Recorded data
※

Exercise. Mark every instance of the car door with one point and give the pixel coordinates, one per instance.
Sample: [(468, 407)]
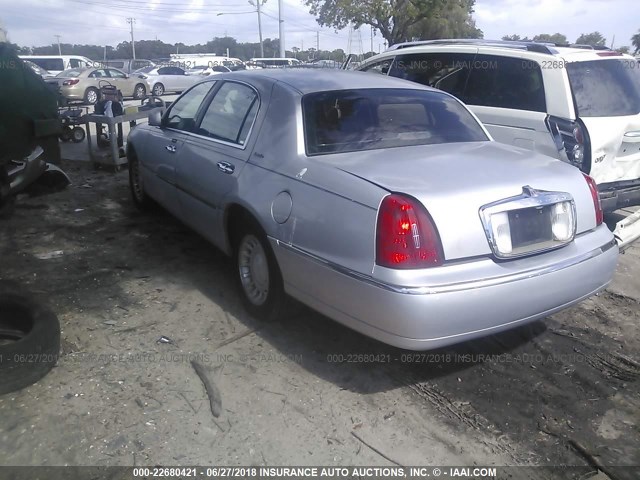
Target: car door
[(164, 147), (213, 157)]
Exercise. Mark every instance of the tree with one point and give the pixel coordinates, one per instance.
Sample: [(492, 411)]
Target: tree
[(635, 41), (557, 38), (451, 20), (594, 38), (392, 18)]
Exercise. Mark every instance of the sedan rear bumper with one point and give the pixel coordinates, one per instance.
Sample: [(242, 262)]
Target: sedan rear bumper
[(431, 316)]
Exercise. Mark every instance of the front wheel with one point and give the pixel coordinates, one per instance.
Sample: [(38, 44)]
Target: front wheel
[(258, 275), (140, 198)]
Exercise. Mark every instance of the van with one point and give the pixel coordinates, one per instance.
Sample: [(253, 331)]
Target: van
[(55, 64)]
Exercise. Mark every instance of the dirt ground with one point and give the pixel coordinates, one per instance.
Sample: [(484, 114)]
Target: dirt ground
[(300, 391)]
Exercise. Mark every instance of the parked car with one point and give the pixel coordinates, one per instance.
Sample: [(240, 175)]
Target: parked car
[(129, 65), (161, 80), (579, 105), (84, 84), (55, 64), (204, 70), (381, 203)]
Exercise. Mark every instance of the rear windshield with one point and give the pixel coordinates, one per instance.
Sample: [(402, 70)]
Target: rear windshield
[(605, 88), (74, 72), (349, 120)]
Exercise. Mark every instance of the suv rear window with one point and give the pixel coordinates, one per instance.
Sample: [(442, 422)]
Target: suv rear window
[(605, 88), (368, 119)]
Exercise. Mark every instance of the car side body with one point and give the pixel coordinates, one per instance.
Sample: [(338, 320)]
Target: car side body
[(321, 205)]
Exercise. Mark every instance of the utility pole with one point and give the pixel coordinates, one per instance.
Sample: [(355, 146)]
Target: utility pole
[(257, 5), (283, 52), (131, 21), (371, 39)]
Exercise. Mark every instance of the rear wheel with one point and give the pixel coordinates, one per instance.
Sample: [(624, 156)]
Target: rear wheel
[(91, 96), (158, 89), (139, 92), (140, 198), (77, 134), (258, 274)]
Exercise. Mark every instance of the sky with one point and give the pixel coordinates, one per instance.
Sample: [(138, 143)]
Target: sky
[(100, 22)]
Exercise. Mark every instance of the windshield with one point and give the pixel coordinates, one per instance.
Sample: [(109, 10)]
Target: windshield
[(74, 72), (350, 120), (605, 88)]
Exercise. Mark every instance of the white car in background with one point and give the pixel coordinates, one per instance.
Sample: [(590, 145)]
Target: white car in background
[(578, 105), (166, 79)]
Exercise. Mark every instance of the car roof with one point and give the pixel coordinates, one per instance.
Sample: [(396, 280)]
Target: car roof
[(315, 80)]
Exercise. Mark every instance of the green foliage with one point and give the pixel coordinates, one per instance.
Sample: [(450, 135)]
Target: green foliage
[(594, 38), (635, 41), (399, 20)]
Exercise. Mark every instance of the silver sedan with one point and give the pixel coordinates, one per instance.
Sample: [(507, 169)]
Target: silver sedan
[(380, 203)]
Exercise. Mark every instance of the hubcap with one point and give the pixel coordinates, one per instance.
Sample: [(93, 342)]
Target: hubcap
[(254, 270), (92, 96)]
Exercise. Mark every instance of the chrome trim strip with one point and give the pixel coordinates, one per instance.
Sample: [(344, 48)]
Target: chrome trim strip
[(451, 287)]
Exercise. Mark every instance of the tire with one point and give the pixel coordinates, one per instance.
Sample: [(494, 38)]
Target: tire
[(139, 92), (78, 134), (257, 274), (29, 341), (158, 89), (91, 96), (140, 198)]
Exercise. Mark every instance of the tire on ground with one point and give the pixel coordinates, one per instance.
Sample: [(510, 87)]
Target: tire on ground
[(29, 341)]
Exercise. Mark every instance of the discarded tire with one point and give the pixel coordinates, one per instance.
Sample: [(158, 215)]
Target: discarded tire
[(29, 341)]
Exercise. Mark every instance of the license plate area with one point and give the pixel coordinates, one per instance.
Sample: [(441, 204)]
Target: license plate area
[(530, 227), (533, 222)]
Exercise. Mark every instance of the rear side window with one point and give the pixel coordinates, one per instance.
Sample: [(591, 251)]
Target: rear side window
[(182, 113), (505, 82), (49, 63), (368, 119), (605, 88), (230, 114)]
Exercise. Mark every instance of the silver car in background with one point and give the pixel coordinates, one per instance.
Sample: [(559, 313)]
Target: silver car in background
[(380, 203)]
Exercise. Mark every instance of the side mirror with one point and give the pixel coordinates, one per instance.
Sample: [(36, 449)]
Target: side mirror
[(155, 118)]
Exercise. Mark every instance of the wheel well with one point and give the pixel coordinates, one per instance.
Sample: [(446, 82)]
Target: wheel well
[(238, 218)]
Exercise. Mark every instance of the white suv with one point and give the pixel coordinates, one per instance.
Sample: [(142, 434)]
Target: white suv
[(578, 105)]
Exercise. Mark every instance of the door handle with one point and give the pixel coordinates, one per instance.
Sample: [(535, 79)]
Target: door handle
[(226, 167)]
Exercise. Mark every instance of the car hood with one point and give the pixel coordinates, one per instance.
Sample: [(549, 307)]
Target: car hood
[(453, 181)]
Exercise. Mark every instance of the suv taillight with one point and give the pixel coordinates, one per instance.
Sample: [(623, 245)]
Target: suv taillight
[(406, 236), (593, 188), (571, 137)]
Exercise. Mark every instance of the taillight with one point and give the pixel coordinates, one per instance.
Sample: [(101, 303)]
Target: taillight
[(573, 139), (406, 236), (596, 198)]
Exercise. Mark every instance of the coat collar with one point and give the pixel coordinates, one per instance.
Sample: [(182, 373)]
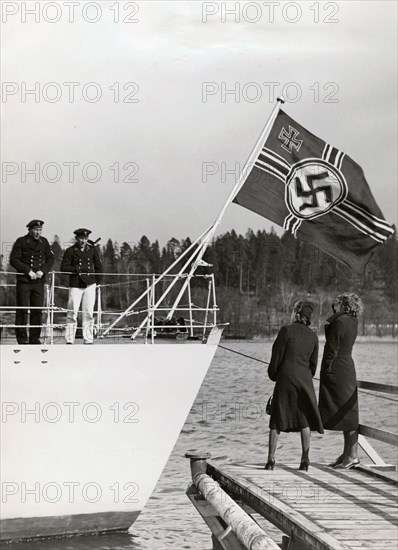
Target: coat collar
[(333, 317)]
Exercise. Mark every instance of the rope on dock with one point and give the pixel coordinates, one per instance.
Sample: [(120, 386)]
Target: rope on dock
[(367, 392)]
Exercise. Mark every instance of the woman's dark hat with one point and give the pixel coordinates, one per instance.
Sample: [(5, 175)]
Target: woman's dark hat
[(35, 223), (82, 232), (306, 309)]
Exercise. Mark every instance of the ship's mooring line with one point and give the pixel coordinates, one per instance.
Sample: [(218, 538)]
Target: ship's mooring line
[(244, 355), (266, 363)]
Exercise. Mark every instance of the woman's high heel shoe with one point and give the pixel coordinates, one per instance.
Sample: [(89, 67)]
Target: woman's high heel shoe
[(338, 461), (270, 464), (304, 465)]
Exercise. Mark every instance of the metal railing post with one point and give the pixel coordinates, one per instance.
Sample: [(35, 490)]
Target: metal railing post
[(52, 307), (190, 307), (207, 309), (99, 309)]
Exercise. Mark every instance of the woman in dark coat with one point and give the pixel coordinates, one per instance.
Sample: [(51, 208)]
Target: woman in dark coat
[(293, 364), (338, 396)]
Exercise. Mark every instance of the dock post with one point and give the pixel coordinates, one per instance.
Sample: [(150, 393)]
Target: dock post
[(231, 527), (198, 460)]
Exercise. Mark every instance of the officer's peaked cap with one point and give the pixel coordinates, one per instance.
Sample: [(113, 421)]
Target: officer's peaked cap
[(35, 223), (82, 232)]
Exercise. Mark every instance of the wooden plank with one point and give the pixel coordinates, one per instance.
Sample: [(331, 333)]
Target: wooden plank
[(386, 477), (379, 535), (209, 516), (383, 545), (278, 512), (369, 450), (375, 386), (379, 435)]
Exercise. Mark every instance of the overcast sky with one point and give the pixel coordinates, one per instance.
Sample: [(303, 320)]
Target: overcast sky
[(340, 76)]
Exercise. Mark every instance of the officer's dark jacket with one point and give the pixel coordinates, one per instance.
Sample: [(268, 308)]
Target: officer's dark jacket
[(85, 265), (29, 254)]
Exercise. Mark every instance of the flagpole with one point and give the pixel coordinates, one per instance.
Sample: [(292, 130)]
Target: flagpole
[(252, 158), (242, 178)]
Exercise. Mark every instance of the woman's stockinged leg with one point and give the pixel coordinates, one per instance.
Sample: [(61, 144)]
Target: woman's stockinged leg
[(305, 443), (272, 443), (351, 444)]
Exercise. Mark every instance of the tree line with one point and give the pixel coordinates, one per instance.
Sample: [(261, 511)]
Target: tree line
[(258, 277)]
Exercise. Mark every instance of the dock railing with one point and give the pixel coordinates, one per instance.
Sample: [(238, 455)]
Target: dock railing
[(376, 433), (146, 317)]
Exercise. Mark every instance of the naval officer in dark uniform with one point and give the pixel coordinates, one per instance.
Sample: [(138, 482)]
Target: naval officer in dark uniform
[(33, 258), (84, 264)]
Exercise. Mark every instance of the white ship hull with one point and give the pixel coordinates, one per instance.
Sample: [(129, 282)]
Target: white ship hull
[(86, 430)]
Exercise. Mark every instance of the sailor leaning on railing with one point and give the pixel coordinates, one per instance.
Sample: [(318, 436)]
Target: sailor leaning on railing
[(83, 261), (33, 258)]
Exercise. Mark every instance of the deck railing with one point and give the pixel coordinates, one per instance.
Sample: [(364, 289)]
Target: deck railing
[(148, 316)]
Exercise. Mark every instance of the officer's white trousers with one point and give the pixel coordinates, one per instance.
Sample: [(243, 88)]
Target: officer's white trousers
[(87, 297)]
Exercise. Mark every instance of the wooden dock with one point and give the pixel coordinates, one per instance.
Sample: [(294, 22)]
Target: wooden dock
[(323, 508)]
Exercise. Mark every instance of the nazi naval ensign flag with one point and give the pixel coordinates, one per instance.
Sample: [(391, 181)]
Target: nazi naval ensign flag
[(316, 192)]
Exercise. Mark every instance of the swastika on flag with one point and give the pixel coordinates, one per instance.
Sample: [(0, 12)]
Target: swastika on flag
[(313, 188)]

※

Problem statement » Please set down the lines above exactly, starting at the line that contains "Exercise. Mark every instance of the van" and ending at the line that contains "[(605, 88), (74, 72), (349, 120)]".

Answer to the exercise »
Exercise. Mark every instance of the van with one point and give the pixel coordinates, one per instance.
Sample: [(253, 331)]
Target: van
[(55, 64)]
Exercise. Mark every instance of the dirt ground with one point and give the pixel coordinates, one per instance.
Sample: [(484, 114)]
Target: dirt ground
[(300, 391)]
Exercise. Mark every instance of the parked car with one point and give the pixel coordinates, one per instance.
Sample: [(240, 175)]
Target: parked car
[(129, 65), (161, 80), (579, 105), (84, 84), (55, 64), (204, 70), (381, 203)]
Exercise. Mark every instance of the rear windshield with one point and give the pixel coordinates, one per instance.
Sample: [(402, 70)]
Target: rear windshield
[(605, 88), (74, 72), (349, 120)]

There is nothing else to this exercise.